◆ Provided data:

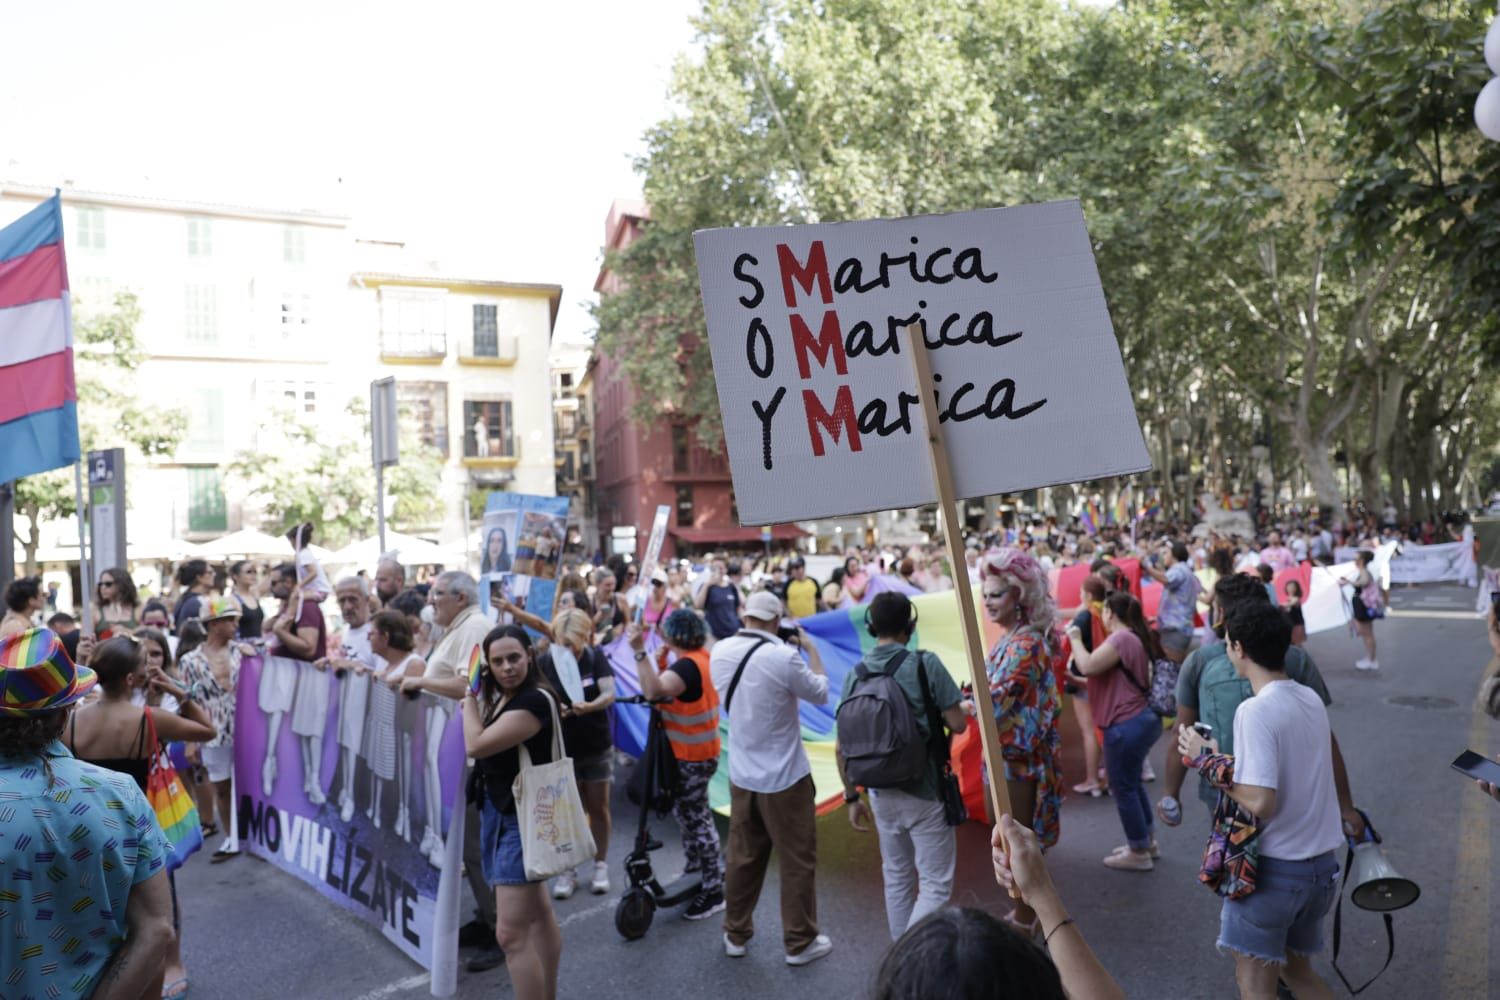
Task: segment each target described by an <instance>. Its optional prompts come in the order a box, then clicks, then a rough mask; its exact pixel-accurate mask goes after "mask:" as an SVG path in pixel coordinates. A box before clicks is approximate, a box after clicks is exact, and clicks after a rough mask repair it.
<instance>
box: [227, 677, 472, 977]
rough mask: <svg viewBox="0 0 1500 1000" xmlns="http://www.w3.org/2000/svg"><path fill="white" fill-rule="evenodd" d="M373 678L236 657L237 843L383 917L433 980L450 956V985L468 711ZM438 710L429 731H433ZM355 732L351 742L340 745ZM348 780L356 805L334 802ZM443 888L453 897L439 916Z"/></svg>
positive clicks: (461, 837)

◆ Try it: Copy out all the records above with "rough mask" renamed to "coarse mask" wherever it occurs, changing nothing else. Omit the pictures.

◆ Answer below:
Task: segment each target described by an <instance>. Its optional prompts come in the order a box, then clicks, then a coarse mask; its exact pixel-accurate mask goes after "mask:" as an SVG path in pixel coordinates. A box before clicks is approximate, a box after clicks is exact, and clicks after a coarse mask repair it.
<instance>
box: [227, 677, 472, 977]
coarse mask: <svg viewBox="0 0 1500 1000" xmlns="http://www.w3.org/2000/svg"><path fill="white" fill-rule="evenodd" d="M373 678L236 657L237 843L383 917L433 980L450 956V985L468 711ZM438 710L429 731H433ZM355 732L351 742L340 745ZM348 780L356 805L334 802ZM443 888L453 897L439 916Z"/></svg>
positive clicks: (461, 837)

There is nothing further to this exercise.